**WORK REQUEST:**
Reproduce the data in its entirety, exactly as supplied.
*** Opening SUPPLIED DATA ***
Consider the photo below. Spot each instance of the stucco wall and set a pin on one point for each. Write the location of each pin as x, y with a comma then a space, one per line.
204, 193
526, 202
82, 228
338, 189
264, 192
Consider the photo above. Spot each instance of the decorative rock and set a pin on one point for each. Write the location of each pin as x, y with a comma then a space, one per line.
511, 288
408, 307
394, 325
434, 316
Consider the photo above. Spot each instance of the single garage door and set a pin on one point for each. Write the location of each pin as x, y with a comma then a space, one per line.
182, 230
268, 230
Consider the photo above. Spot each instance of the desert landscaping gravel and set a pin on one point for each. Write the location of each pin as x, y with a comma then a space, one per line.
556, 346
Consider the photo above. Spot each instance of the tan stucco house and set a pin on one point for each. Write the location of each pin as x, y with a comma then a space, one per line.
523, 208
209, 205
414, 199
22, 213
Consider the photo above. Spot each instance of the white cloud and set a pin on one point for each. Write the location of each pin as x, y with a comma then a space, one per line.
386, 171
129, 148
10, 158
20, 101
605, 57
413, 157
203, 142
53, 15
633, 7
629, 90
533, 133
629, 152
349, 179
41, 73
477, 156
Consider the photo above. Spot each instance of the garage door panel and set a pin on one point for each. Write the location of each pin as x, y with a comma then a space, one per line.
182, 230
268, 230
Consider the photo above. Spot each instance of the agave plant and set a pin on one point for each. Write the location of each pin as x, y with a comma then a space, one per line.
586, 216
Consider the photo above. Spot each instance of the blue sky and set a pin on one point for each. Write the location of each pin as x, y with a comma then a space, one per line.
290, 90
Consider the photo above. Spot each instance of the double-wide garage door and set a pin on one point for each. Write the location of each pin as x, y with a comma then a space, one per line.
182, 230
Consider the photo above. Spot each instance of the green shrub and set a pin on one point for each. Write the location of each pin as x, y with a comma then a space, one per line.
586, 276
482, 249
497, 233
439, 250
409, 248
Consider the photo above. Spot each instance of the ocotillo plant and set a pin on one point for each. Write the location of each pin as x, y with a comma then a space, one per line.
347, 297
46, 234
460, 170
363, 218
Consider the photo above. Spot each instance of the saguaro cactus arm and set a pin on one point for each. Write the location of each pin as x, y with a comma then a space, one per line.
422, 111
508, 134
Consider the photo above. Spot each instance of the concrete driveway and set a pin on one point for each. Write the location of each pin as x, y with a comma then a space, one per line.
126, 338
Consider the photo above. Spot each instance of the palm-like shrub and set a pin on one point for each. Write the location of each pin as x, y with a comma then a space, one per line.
*** Closing SUPPLIED DATA ***
**ANSWER SECTION:**
Consider the photo below. Spot each instance of the stucco wall and set a pin on one point for each. Write the location of each pin as x, y with a comma then a space, one per line.
204, 193
526, 202
82, 228
338, 189
264, 192
Consider the photo above. Spot each instance of the decorative rock and set a pin on one point for each. Write the location of each pin as x, y with a comma then a space, one per line.
511, 288
408, 307
394, 325
434, 316
Consider the photo above. Spot each instance of the single garage door and set a pin on one point for each. Write the location of each pin as x, y with a comma then a space, one per line.
182, 230
268, 230
Consider the photo above. Spot each instance of the desert landscaping gravel and set a pin on one point for each. Write the location of each pin as x, y with a comma then a space, one per line.
556, 346
Consider the photo above. Spot each instance of the tan stucco house and set a pin on one point for each. Write the location of each pin as x, y with a comma then a space, one per line.
523, 208
209, 205
414, 199
22, 213
Consider the photo above. Spot each instance of the white cloud and set a pin on one point for each. Write the location of each pin as x, y with a comma then a space, one per line.
386, 171
129, 148
10, 158
20, 101
605, 57
413, 157
203, 142
53, 15
633, 7
629, 90
533, 133
629, 152
349, 179
41, 73
477, 156
Consider the photo above. Spot each instance of the garage door panel and set a pin on one point for each. Write the location of each pin as x, y with a comma then a space, one per line.
182, 230
268, 230
Consider the photo above. Spot each instance of the agave plant and set a pin on one point for each. Write the location of each pin as x, y with a comma then a space, one per line.
586, 216
Consider the photo above. Spot each instance of the blue sky and set a pin on one point for each. Write the location of each pin as x, y with a comma then a space, one per line.
290, 90
Consider the photo above. Spot each instance of the double-wide garage door and set a pin on one point for each. Write the location of each pin as x, y with a comma then a space, one per line.
182, 230
Consider the photo above. Spot each instance of the green shrub and set a pin on one point for each. Write the location of each pin as x, y with a comma then a space, one per line.
586, 276
482, 249
497, 233
439, 250
409, 248
Consider the photo above. Spot each instance of the ocotillo plant and set a pin on one point for each. Write the location of each pin as x, y with a comma then a space, one per line.
347, 297
46, 234
460, 170
363, 218
Consider the photo above. Spot each instance of the saguaro cactus arm and set a pin on one point for each. Write the location of each pin as x, y with a comma then a space, one per line.
422, 111
508, 134
Consider the photo above. Spot each instance of the concrete driveway and set a pin on one point for each. Write the location of each pin as x, y with a comma then a space, one per line.
126, 338
Consider the photo above. Spot each instance of the palm-like shrub and set a pin on one point for each. Write the location of each pin as x, y with a comma then a space, one per line.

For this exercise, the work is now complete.